# REQUIREMENT:
Whatever precedes the line containing "tire in the photo above." is not copied; that line and every line after it through the final one below are copied exactly, except pictures.

Saved entries
------------
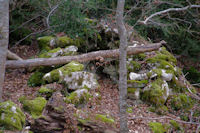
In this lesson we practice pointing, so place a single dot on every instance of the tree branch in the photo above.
(168, 10)
(80, 58)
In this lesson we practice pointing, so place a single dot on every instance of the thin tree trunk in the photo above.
(122, 67)
(4, 30)
(80, 58)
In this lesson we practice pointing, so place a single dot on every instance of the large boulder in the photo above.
(59, 73)
(79, 80)
(12, 118)
(35, 106)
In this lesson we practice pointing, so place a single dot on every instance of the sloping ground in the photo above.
(16, 86)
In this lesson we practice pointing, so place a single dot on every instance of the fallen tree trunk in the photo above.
(81, 58)
(13, 56)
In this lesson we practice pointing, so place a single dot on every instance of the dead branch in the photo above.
(168, 10)
(13, 56)
(165, 117)
(81, 58)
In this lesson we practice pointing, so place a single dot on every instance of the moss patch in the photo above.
(34, 107)
(78, 97)
(12, 118)
(104, 118)
(57, 74)
(43, 91)
(181, 101)
(157, 127)
(44, 42)
(36, 79)
(155, 94)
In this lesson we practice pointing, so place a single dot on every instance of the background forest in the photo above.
(45, 92)
(30, 19)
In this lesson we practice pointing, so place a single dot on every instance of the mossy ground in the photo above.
(12, 118)
(36, 79)
(34, 107)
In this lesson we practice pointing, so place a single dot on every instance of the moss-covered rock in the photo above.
(52, 53)
(137, 83)
(133, 66)
(69, 50)
(104, 118)
(157, 127)
(36, 79)
(34, 107)
(45, 42)
(81, 79)
(156, 93)
(12, 118)
(46, 92)
(64, 41)
(59, 73)
(78, 97)
(160, 110)
(175, 125)
(181, 101)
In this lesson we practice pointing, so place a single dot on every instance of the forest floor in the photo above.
(16, 86)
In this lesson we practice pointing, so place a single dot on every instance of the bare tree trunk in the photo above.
(4, 30)
(122, 67)
(80, 58)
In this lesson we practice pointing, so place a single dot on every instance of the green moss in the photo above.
(129, 110)
(36, 79)
(157, 127)
(134, 66)
(104, 118)
(49, 53)
(35, 107)
(12, 118)
(131, 90)
(46, 92)
(44, 42)
(64, 41)
(160, 110)
(78, 97)
(175, 125)
(181, 101)
(57, 74)
(140, 57)
(155, 94)
(137, 83)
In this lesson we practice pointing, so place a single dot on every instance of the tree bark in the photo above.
(80, 58)
(4, 30)
(122, 67)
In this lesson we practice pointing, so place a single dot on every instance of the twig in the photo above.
(168, 10)
(24, 24)
(30, 35)
(165, 117)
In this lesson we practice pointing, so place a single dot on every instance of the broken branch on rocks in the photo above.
(131, 50)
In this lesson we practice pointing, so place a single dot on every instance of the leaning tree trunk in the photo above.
(122, 67)
(4, 30)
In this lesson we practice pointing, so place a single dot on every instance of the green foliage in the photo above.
(36, 79)
(12, 118)
(193, 74)
(181, 102)
(157, 127)
(34, 107)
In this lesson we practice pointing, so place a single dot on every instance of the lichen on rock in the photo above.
(78, 97)
(81, 79)
(45, 42)
(58, 74)
(36, 79)
(35, 106)
(12, 118)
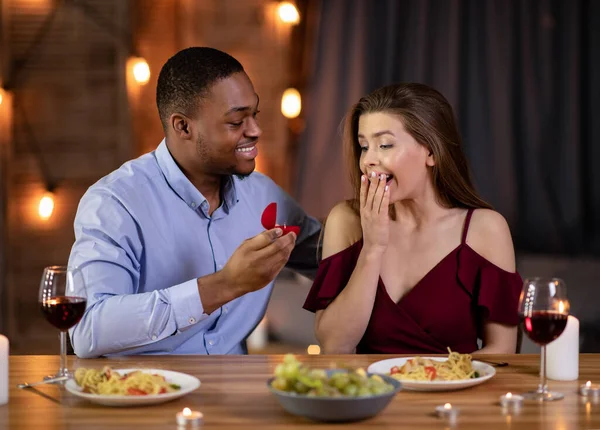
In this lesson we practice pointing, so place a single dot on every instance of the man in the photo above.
(171, 244)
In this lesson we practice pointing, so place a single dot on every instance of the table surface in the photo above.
(233, 395)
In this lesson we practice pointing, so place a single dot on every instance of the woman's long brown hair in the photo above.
(428, 118)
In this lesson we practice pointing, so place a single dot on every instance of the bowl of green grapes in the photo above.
(332, 395)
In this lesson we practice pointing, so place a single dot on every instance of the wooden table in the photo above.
(233, 395)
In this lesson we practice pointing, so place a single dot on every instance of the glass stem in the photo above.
(543, 387)
(63, 354)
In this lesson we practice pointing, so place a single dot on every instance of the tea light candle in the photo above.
(589, 389)
(511, 400)
(447, 411)
(189, 418)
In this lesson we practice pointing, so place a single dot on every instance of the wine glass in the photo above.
(62, 301)
(544, 311)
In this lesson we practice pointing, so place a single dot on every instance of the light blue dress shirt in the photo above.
(143, 235)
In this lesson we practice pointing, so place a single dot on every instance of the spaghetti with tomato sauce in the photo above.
(456, 367)
(108, 382)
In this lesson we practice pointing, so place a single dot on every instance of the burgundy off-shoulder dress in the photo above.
(446, 308)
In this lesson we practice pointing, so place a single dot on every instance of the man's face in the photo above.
(226, 128)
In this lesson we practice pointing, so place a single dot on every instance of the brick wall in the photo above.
(86, 121)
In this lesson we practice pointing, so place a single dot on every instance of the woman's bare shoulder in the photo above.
(489, 235)
(342, 229)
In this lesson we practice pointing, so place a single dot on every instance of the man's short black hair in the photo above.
(187, 76)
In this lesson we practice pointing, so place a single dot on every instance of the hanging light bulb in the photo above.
(46, 206)
(313, 349)
(291, 103)
(141, 70)
(288, 13)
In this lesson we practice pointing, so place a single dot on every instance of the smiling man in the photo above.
(171, 245)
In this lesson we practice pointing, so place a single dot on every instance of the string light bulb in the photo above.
(313, 349)
(46, 206)
(291, 103)
(141, 70)
(288, 13)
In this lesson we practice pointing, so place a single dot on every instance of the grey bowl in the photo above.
(334, 409)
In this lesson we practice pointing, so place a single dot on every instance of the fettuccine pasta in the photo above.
(457, 367)
(109, 382)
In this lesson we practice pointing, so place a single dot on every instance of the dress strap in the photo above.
(466, 226)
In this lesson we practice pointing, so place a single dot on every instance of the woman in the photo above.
(417, 262)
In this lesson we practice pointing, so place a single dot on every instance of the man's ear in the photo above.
(181, 126)
(430, 159)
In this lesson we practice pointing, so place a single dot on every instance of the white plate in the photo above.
(384, 366)
(187, 383)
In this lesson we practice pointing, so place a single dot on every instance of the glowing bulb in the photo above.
(46, 206)
(291, 103)
(313, 349)
(141, 71)
(288, 13)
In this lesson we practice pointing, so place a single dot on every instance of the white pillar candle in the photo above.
(562, 355)
(3, 370)
(258, 339)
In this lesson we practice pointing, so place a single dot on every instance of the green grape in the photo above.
(301, 388)
(279, 370)
(350, 390)
(280, 384)
(363, 391)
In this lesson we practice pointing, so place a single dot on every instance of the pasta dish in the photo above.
(110, 382)
(456, 367)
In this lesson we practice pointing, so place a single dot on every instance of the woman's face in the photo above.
(386, 147)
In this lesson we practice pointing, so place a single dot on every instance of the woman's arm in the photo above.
(490, 237)
(342, 324)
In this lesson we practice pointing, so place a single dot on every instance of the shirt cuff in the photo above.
(186, 304)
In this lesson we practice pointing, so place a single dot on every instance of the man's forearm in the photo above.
(215, 291)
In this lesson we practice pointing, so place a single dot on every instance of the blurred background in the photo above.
(77, 99)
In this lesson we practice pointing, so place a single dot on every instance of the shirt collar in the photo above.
(182, 186)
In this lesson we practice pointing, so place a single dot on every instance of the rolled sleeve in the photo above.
(186, 304)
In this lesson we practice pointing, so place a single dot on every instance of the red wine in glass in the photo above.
(543, 327)
(63, 312)
(62, 301)
(544, 311)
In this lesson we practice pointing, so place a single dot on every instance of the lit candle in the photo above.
(589, 389)
(510, 400)
(188, 418)
(447, 411)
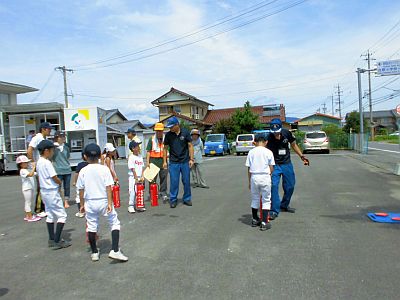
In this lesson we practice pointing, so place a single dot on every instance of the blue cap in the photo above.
(45, 144)
(276, 125)
(134, 144)
(45, 125)
(92, 150)
(172, 122)
(131, 130)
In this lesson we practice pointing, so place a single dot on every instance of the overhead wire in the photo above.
(291, 5)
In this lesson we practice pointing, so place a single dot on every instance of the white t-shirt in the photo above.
(94, 179)
(136, 163)
(46, 172)
(34, 142)
(259, 159)
(28, 183)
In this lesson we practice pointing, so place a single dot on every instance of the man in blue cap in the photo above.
(181, 159)
(278, 142)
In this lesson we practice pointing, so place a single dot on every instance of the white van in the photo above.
(244, 143)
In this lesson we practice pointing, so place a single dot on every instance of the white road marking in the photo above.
(391, 151)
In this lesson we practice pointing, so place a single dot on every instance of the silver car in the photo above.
(316, 141)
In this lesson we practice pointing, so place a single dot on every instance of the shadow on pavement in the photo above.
(246, 219)
(3, 291)
(361, 216)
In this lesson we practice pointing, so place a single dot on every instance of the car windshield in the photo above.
(315, 135)
(214, 138)
(243, 138)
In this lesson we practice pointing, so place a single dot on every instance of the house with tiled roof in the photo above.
(265, 113)
(316, 121)
(184, 104)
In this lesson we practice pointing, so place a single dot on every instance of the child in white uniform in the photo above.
(260, 163)
(28, 186)
(50, 193)
(94, 184)
(135, 165)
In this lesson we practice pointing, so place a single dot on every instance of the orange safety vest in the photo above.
(157, 149)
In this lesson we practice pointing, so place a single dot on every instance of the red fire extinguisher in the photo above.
(139, 195)
(154, 194)
(116, 198)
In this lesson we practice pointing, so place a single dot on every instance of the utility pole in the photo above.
(371, 120)
(324, 109)
(339, 93)
(64, 71)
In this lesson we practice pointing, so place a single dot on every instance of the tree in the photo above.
(353, 123)
(242, 121)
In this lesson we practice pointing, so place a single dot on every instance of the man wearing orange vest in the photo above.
(155, 149)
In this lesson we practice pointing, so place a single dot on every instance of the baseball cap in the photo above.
(109, 147)
(172, 122)
(195, 131)
(131, 130)
(159, 126)
(45, 125)
(276, 125)
(134, 144)
(45, 144)
(22, 159)
(92, 150)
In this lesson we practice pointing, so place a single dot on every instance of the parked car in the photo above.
(244, 143)
(316, 141)
(216, 144)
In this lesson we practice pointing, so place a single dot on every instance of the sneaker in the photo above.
(42, 214)
(255, 223)
(288, 209)
(33, 219)
(51, 243)
(61, 244)
(117, 255)
(272, 216)
(79, 214)
(265, 226)
(204, 186)
(95, 256)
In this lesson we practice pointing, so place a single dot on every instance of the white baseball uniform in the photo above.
(94, 180)
(50, 192)
(258, 160)
(135, 163)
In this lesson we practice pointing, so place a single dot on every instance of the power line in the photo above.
(221, 21)
(43, 87)
(199, 40)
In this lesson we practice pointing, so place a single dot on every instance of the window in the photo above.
(176, 108)
(316, 135)
(4, 99)
(163, 110)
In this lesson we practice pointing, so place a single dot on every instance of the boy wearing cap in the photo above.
(135, 166)
(260, 164)
(33, 154)
(278, 142)
(155, 150)
(62, 165)
(94, 184)
(132, 136)
(50, 193)
(181, 158)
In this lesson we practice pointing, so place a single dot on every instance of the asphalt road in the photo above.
(328, 249)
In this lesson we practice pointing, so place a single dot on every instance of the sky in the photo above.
(126, 53)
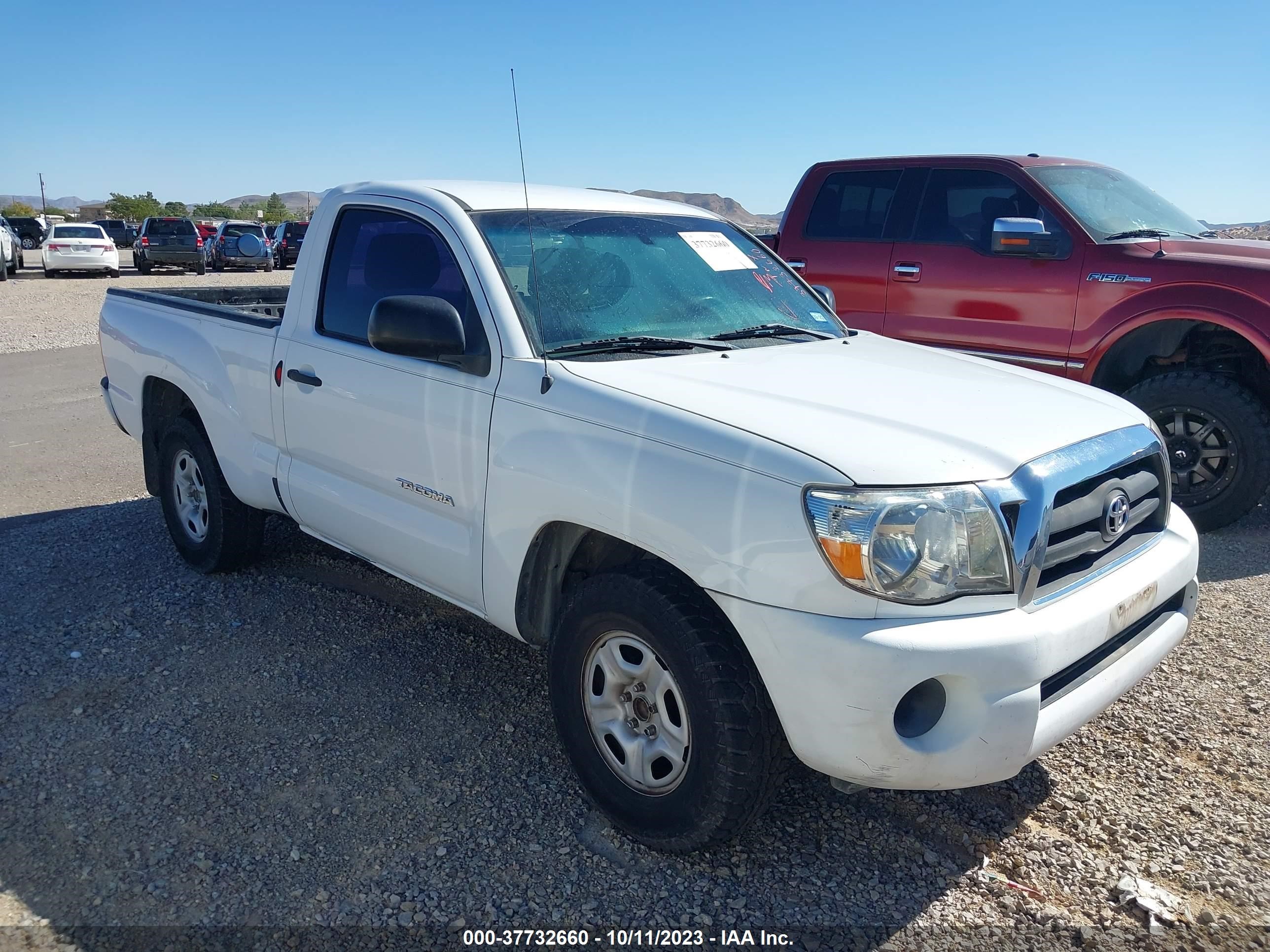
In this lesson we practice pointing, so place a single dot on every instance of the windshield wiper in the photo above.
(636, 343)
(770, 331)
(1147, 233)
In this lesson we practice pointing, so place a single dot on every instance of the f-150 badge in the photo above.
(1118, 278)
(426, 492)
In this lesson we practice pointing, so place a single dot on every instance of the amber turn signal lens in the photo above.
(846, 558)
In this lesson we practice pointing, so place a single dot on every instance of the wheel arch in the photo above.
(162, 402)
(562, 555)
(1125, 352)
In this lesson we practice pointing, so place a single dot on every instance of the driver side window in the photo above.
(960, 206)
(376, 253)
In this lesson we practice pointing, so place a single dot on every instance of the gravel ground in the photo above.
(322, 753)
(40, 314)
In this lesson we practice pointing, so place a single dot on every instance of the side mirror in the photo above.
(416, 325)
(1023, 237)
(827, 296)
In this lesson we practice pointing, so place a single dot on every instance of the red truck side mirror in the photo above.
(1023, 237)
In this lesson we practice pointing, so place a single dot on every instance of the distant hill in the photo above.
(68, 202)
(729, 208)
(292, 200)
(1249, 229)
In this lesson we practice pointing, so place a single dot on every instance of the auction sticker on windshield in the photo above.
(717, 250)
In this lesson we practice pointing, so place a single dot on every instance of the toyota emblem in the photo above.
(1116, 513)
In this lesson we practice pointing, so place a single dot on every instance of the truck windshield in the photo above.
(1109, 202)
(603, 274)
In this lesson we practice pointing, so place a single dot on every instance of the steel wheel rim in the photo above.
(190, 495)
(1202, 453)
(636, 714)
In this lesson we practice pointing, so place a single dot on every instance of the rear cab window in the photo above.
(171, 226)
(376, 253)
(852, 205)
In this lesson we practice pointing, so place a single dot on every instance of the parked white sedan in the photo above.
(79, 248)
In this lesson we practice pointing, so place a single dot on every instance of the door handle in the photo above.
(299, 377)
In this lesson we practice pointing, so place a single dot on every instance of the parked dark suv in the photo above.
(120, 232)
(30, 230)
(287, 240)
(169, 241)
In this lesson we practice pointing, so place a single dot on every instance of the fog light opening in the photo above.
(921, 709)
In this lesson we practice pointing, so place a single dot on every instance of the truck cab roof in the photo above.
(495, 196)
(1022, 160)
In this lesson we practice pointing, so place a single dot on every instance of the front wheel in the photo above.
(662, 713)
(212, 530)
(1217, 436)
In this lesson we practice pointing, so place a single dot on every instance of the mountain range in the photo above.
(68, 202)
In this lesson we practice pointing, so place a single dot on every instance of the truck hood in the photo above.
(878, 410)
(1247, 253)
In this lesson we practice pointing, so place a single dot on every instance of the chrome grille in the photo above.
(1057, 508)
(1079, 540)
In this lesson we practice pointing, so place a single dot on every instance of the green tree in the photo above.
(134, 207)
(276, 210)
(212, 210)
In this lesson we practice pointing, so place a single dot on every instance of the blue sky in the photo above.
(215, 100)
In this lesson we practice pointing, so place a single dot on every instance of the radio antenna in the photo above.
(534, 263)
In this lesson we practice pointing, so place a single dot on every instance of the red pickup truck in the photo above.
(1066, 267)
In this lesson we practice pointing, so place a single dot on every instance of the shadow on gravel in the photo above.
(1238, 551)
(313, 743)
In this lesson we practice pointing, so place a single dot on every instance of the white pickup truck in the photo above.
(633, 436)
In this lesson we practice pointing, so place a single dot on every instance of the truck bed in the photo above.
(259, 305)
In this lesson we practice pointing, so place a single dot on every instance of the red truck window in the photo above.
(852, 205)
(960, 206)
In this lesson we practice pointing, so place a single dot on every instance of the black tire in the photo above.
(234, 531)
(1218, 489)
(737, 757)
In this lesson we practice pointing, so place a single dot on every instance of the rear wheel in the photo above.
(662, 711)
(212, 530)
(1218, 442)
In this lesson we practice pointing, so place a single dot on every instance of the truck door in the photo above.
(388, 453)
(836, 235)
(948, 289)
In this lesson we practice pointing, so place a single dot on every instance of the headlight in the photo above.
(912, 545)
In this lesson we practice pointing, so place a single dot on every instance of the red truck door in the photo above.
(947, 287)
(837, 238)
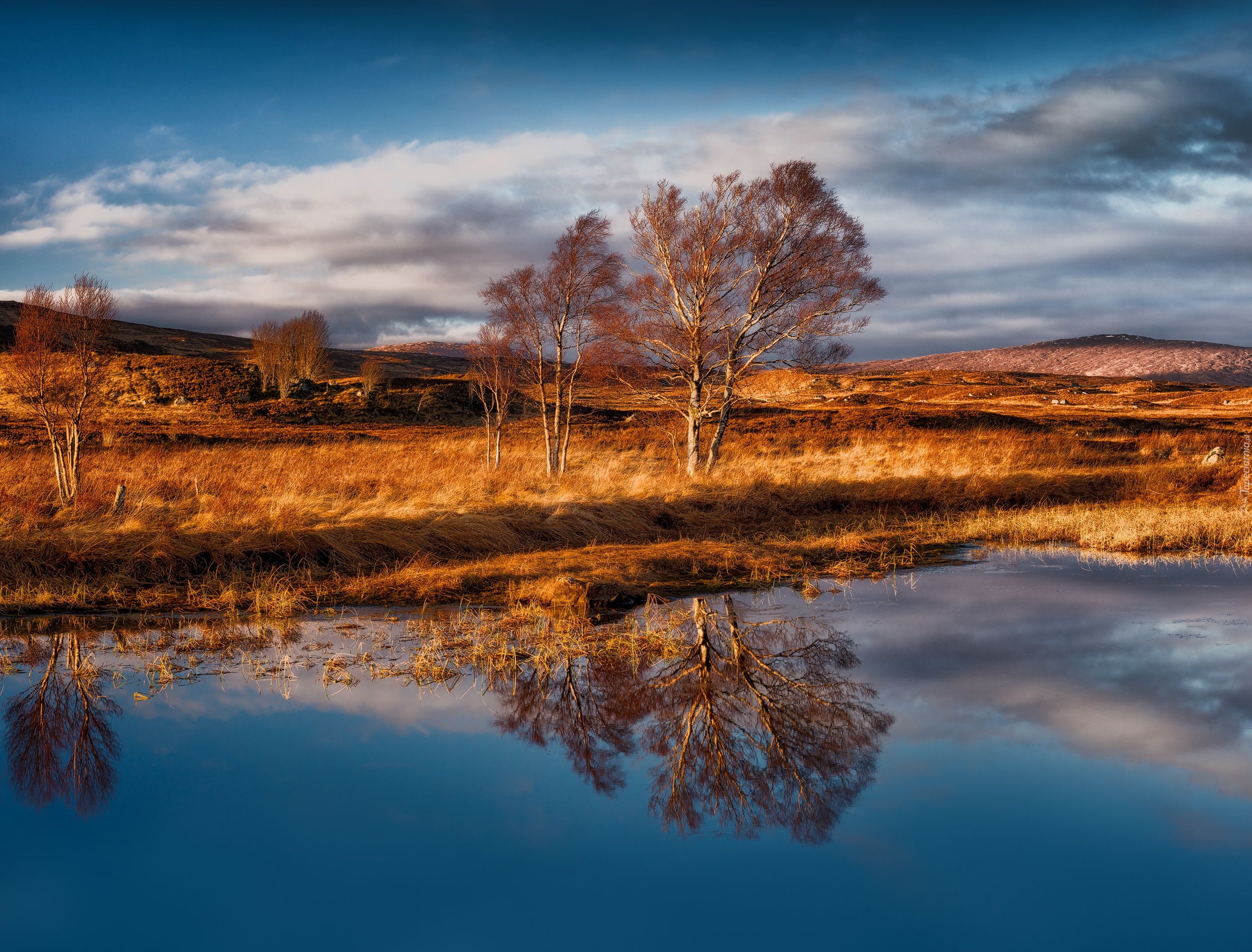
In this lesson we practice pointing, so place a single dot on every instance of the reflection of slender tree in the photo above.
------------
# RESULT BELOW:
In this lesson we practice pointing, so place a single dot on every instance of the black tire in the photo above.
(234, 531)
(1218, 489)
(737, 757)
In this lesson we practice pointing, so place a single dot on every instance of the rear wheel in the photo above.
(662, 711)
(212, 530)
(1218, 442)
In this lesson we practice pointing, so place a single dot on every instance of the truck door in the photo above.
(388, 453)
(836, 235)
(948, 289)
In this lesson we practice pointing, so place a single dot on every instance of the headlight in the photo above.
(912, 545)
In this lesson we practice pointing, so place a single dot on every instance of the red truck door in the photo above.
(947, 287)
(837, 238)
In this lesson we practice pointing, so place a single dot on every instance of the reflection of slender tree in the photo above.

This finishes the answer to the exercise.